» Set exercise
Extract each line of the material below that contains the string "covered".

Box-labeled dataset extracts:
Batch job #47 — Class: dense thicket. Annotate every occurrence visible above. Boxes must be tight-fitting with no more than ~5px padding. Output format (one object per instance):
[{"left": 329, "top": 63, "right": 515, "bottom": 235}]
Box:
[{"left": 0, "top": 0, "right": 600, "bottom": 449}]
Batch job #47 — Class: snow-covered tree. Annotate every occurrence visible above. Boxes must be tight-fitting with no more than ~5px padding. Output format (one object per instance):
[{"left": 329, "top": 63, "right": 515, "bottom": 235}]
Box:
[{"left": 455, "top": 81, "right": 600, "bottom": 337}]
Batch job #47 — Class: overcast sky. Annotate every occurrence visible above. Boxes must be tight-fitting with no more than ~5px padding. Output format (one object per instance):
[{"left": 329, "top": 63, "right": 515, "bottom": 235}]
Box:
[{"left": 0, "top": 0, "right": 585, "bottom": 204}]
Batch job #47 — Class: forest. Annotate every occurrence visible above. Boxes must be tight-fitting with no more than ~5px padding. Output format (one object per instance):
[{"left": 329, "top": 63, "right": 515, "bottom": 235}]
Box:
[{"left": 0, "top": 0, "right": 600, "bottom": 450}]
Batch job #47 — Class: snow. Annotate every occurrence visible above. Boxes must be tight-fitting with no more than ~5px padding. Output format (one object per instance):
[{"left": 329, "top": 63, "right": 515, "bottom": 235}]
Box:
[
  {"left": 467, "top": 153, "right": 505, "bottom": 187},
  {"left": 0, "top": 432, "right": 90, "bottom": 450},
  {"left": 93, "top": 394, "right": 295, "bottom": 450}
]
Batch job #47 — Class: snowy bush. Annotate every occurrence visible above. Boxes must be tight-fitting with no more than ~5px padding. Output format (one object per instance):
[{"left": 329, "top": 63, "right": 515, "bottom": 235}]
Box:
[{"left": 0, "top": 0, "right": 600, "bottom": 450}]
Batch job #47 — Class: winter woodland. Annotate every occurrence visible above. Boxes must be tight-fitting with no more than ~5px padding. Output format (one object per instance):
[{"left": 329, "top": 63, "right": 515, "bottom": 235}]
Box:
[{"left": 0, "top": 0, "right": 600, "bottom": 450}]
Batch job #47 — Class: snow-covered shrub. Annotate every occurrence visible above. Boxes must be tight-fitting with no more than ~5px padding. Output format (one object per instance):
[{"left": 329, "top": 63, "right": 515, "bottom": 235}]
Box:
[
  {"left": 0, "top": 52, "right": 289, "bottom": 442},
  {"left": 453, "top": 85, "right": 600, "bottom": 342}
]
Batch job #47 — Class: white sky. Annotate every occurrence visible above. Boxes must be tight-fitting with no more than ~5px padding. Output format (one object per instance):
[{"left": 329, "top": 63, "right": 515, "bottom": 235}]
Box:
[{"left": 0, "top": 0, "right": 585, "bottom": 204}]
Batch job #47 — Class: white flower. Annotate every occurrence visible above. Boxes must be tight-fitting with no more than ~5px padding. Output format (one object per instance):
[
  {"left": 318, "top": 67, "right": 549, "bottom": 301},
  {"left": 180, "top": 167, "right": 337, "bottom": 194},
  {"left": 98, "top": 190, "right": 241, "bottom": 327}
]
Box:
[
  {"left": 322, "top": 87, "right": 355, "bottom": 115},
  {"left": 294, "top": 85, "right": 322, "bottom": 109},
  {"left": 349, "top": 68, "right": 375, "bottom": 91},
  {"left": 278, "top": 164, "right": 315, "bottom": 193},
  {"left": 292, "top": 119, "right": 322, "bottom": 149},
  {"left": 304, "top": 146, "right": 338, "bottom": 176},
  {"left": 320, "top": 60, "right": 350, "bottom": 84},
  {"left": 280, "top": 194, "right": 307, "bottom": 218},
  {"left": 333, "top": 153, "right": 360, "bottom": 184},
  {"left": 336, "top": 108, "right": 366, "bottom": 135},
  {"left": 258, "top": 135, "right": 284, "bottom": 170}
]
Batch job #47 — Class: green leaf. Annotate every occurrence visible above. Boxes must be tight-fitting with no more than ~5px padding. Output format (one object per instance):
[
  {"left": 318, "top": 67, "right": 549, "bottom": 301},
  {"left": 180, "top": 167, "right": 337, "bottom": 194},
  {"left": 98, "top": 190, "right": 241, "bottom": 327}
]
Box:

» Correct answer
Batch job #47 — Class: snow-covered tree. Annotate every occurrence visible above. Boxes must be tight-fitting with no more than ~5px padding. Output format (one object per instance):
Batch job #47 — Class: snow-covered shrub. Annotate every occurrence visible above. Boxes must be tight-fitting with no more than ~5px padding. Output format (one object per instance):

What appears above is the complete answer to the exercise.